Task to complete: Render all of the material below as a numbered list, skipping any blank lines. Leave the pictures out of your answer.

— start Dataset records —

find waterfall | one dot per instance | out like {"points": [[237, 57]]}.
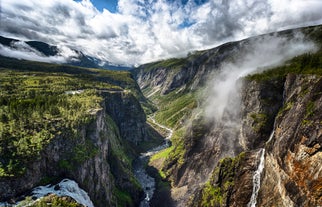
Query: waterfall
{"points": [[257, 179], [271, 137], [147, 182], [65, 188]]}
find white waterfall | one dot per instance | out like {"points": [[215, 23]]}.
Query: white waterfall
{"points": [[257, 179], [65, 188]]}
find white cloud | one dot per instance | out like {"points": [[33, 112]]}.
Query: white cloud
{"points": [[146, 30], [261, 53]]}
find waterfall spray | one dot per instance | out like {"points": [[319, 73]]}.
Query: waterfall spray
{"points": [[257, 179]]}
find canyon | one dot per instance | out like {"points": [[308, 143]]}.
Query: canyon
{"points": [[244, 121]]}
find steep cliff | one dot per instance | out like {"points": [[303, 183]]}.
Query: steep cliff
{"points": [[77, 126], [270, 129]]}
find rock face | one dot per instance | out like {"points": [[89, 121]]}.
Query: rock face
{"points": [[292, 172], [281, 114], [85, 157], [128, 115], [294, 154]]}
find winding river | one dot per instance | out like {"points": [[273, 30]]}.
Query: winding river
{"points": [[147, 182]]}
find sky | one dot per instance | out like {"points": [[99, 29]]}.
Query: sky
{"points": [[134, 32]]}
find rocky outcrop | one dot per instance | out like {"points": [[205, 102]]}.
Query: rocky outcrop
{"points": [[85, 155], [292, 170], [127, 113], [260, 104]]}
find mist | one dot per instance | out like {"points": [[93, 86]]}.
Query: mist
{"points": [[262, 53], [21, 50]]}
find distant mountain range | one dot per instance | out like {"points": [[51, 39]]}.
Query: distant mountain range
{"points": [[43, 52]]}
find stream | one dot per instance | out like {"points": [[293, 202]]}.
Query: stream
{"points": [[147, 182]]}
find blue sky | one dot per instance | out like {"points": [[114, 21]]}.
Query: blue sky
{"points": [[140, 31]]}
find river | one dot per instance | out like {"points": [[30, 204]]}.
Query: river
{"points": [[147, 182]]}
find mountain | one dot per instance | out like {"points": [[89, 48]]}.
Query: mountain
{"points": [[247, 122], [241, 123], [36, 50]]}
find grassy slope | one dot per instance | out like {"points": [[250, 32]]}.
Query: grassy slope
{"points": [[176, 107], [34, 106]]}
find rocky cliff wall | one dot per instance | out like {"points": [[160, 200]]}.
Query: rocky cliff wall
{"points": [[291, 110], [87, 154]]}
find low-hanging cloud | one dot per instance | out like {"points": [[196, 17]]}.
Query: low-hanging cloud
{"points": [[143, 31], [22, 50], [263, 52]]}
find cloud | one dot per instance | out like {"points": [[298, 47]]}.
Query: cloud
{"points": [[263, 52], [22, 50], [146, 30]]}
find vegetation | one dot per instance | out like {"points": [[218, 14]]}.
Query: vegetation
{"points": [[123, 197], [260, 121], [50, 200], [216, 190], [173, 63], [309, 63], [39, 101]]}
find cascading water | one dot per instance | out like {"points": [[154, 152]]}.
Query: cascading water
{"points": [[65, 188], [147, 182], [257, 178]]}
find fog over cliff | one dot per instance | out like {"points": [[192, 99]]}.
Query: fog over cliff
{"points": [[262, 53]]}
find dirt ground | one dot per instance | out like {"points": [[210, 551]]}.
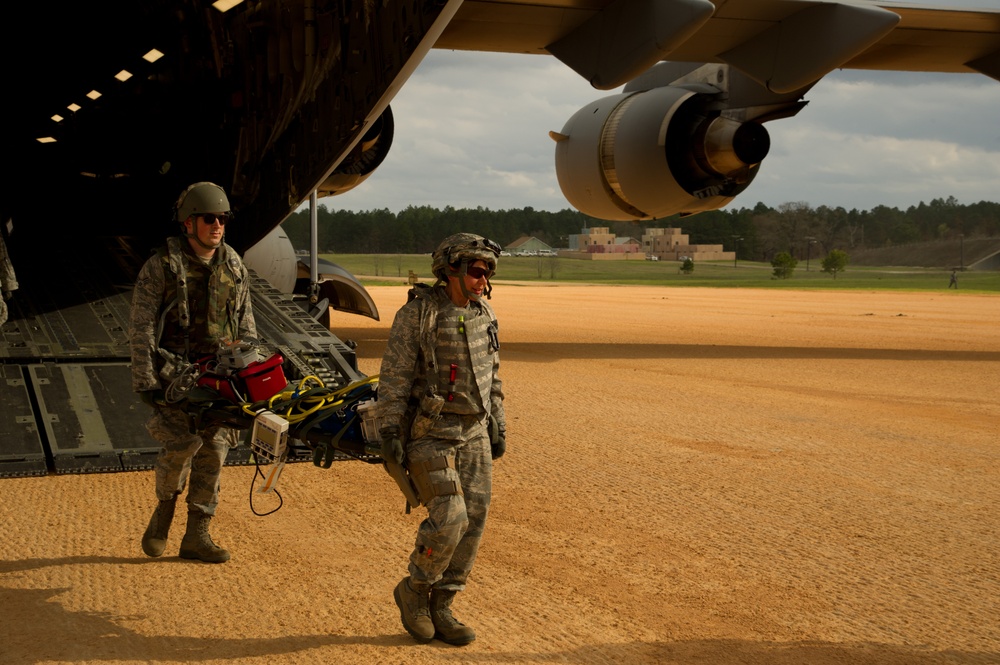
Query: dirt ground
{"points": [[720, 476]]}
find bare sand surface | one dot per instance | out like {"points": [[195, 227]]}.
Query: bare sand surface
{"points": [[720, 476]]}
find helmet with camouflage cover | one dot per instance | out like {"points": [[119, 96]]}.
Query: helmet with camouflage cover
{"points": [[200, 198], [456, 252]]}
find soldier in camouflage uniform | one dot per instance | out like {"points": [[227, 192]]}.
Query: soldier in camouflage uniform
{"points": [[8, 280], [439, 395], [190, 298]]}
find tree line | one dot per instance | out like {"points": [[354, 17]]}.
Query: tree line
{"points": [[757, 234]]}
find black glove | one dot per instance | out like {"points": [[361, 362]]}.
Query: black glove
{"points": [[498, 448], [153, 397], [392, 444]]}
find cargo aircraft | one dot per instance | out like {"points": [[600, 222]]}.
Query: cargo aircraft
{"points": [[112, 108]]}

— end Dataset records —

Task answer:
1. find waterfall | one dot per instance | out like {"points": [[237, 57]]}.
2. Query: waterfall
3. {"points": [[257, 179], [271, 137], [147, 182], [65, 188]]}
4. find white waterfall | one dot per instance | out like {"points": [[215, 23]]}.
5. Query: white waterfall
6. {"points": [[257, 179], [65, 188]]}
7. find white cloud | one dot per instance | out like {"points": [[33, 112]]}.
8. Query: white cloud
9. {"points": [[146, 30], [261, 53]]}
10. find waterfall spray | one dot per instance | out like {"points": [[319, 73]]}.
11. Query: waterfall spray
12. {"points": [[257, 179]]}
13. find canyon | one dot per instance | out like {"points": [[308, 143]]}.
14. Query: canyon
15. {"points": [[244, 121]]}
16. find steep cliff | one dot per instance | out like {"points": [[303, 183]]}.
17. Query: steep cliff
18. {"points": [[77, 126], [270, 129]]}
19. find rock face | one dot per instance | out like {"points": [[89, 121]]}.
20. Query: rock face
21. {"points": [[292, 172], [281, 114], [85, 157], [128, 115], [294, 154]]}
22. find winding river | one dot per instance | out like {"points": [[273, 30]]}.
23. Query: winding river
24. {"points": [[147, 182]]}
25. find sky | one dot per instance | out like {"points": [[99, 29]]}.
26. Query: sky
27. {"points": [[134, 32]]}
28. find rocky outcrop | one dot per instance | out like {"points": [[205, 102]]}.
29. Query: rocky outcrop
30. {"points": [[85, 155], [292, 170], [127, 113], [260, 104]]}
31. find mist | one dot per instance | out like {"points": [[93, 86]]}.
32. Query: mist
33. {"points": [[262, 53], [21, 50]]}
34. find distant mountain range | one dot per instance | out like {"points": [[51, 39]]}.
35. Query: distant mountain range
36. {"points": [[43, 52]]}
37. find stream | one dot per instance | out like {"points": [[293, 202]]}.
38. Query: stream
39. {"points": [[147, 182]]}
40. find blue sky | one dot per instance | out like {"points": [[114, 21]]}.
41. Query: blue sky
42. {"points": [[140, 31]]}
43. find river | one dot per instance | out like {"points": [[30, 204]]}.
44. Query: river
45. {"points": [[147, 182]]}
46. find mountain | one dot per instance | out like {"points": [[89, 48]]}.
47. Query: mountain
48. {"points": [[247, 122], [241, 123], [36, 50]]}
49. find grassy slope | one dot per instance | out like {"points": [[250, 32]]}.
50. Query: grassy slope
51. {"points": [[176, 107], [34, 106]]}
52. find rocky cliff wall | one dot per instance | out like {"points": [[160, 200]]}.
53. Query: rocky cliff wall
54. {"points": [[291, 110], [87, 154]]}
55. find low-hanging cloud | one dot per instance | out like {"points": [[196, 17]]}.
56. Query: low-hanging cloud
57. {"points": [[143, 31], [22, 50], [263, 52]]}
58. find cloud | one dot per instance | out like {"points": [[298, 47]]}.
59. Query: cloud
60. {"points": [[263, 52], [22, 50], [146, 30]]}
61. find vegetation | one dot per instance | out like {"points": [[218, 14]]}.
62. Query: vegetation
63. {"points": [[123, 197], [260, 121], [50, 200], [216, 190], [173, 63], [309, 63], [39, 101]]}
64. find cascading water | one dot per instance | out like {"points": [[154, 152]]}.
65. Query: cascading water
66. {"points": [[65, 188], [147, 182], [257, 178]]}
67. find fog over cliff | one dot per instance | out like {"points": [[192, 99]]}.
68. Query: fog over cliff
69. {"points": [[262, 53]]}
70. find dirt ground | one dot per instance | out like {"points": [[210, 551]]}.
71. Query: dirt ground
72. {"points": [[720, 476]]}
73. find bare sand surface | one dot per instance | out like {"points": [[195, 227]]}.
74. Query: bare sand surface
75. {"points": [[720, 476]]}
76. find helmet with camouflage cover | one dot per instance | out like {"points": [[119, 96]]}.
77. Query: helmet with camouflage cover
78. {"points": [[200, 198], [456, 252]]}
79. find soldier in camouflage uniform | one dot per instance | out like {"points": [[227, 192]]}.
80. Query: soldier in camouflage uniform
81. {"points": [[8, 280], [439, 395], [190, 298]]}
82. find tree line | one dot per instance | out like {"points": [[354, 17]]}.
83. Query: tree line
84. {"points": [[757, 234]]}
85. find black glove | one dot per instance | out like {"points": [[361, 362]]}.
86. Query: black glove
87. {"points": [[498, 448], [153, 397], [392, 444]]}
88. find cargo aircraft | one dot per instance | out like {"points": [[600, 222]]}.
89. Query: cargo aircraft
90. {"points": [[112, 108]]}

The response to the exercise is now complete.